Start of Data shown

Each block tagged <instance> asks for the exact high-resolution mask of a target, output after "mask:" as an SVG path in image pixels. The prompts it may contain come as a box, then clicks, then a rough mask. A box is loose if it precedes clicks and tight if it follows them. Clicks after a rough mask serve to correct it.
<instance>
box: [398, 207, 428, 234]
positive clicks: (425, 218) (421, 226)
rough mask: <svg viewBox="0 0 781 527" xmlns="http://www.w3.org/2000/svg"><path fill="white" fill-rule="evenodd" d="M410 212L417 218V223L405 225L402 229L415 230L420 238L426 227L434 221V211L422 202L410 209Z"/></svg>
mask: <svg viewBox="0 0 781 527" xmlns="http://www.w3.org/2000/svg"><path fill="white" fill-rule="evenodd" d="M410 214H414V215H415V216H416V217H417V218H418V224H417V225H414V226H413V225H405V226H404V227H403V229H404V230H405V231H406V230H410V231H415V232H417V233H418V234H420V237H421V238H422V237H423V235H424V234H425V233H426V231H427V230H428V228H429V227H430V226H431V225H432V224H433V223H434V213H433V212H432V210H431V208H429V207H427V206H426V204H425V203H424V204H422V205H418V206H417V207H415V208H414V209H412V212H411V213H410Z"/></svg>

End of Data shown

» Problem details
Can you copy out every one of these records again, word for word and line for line?

» Answer to this exercise
Each block tagged <instance> asks for the exact high-resolution mask of a target, output after "mask:" as an SVG path in image pixels. The prompts it may contain come as a box, then clicks, then a rough mask. A box is loose if it precedes clicks and tight if it follows them. Clicks after a rough mask serve to correct it.
<instance>
box: [398, 207, 428, 234]
positive clicks: (425, 218) (421, 226)
rough mask: <svg viewBox="0 0 781 527" xmlns="http://www.w3.org/2000/svg"><path fill="white" fill-rule="evenodd" d="M410 212L417 218V223L405 225L402 229L415 230L420 238L426 227L434 221V211L422 202L410 209Z"/></svg>
mask: <svg viewBox="0 0 781 527" xmlns="http://www.w3.org/2000/svg"><path fill="white" fill-rule="evenodd" d="M410 214H414V215H415V216H416V217H417V218H418V224H417V225H414V226H413V225H405V226H404V227H403V229H404V230H405V231H406V230H410V231H415V232H417V233H418V234H420V237H421V238H422V237H423V235H424V234H425V233H426V231H427V230H428V228H429V227H430V226H431V225H432V224H433V223H434V213H433V212H432V210H431V208H429V207H427V206H426V204H425V203H424V204H422V205H418V206H417V207H415V208H414V209H412V212H411V213H410Z"/></svg>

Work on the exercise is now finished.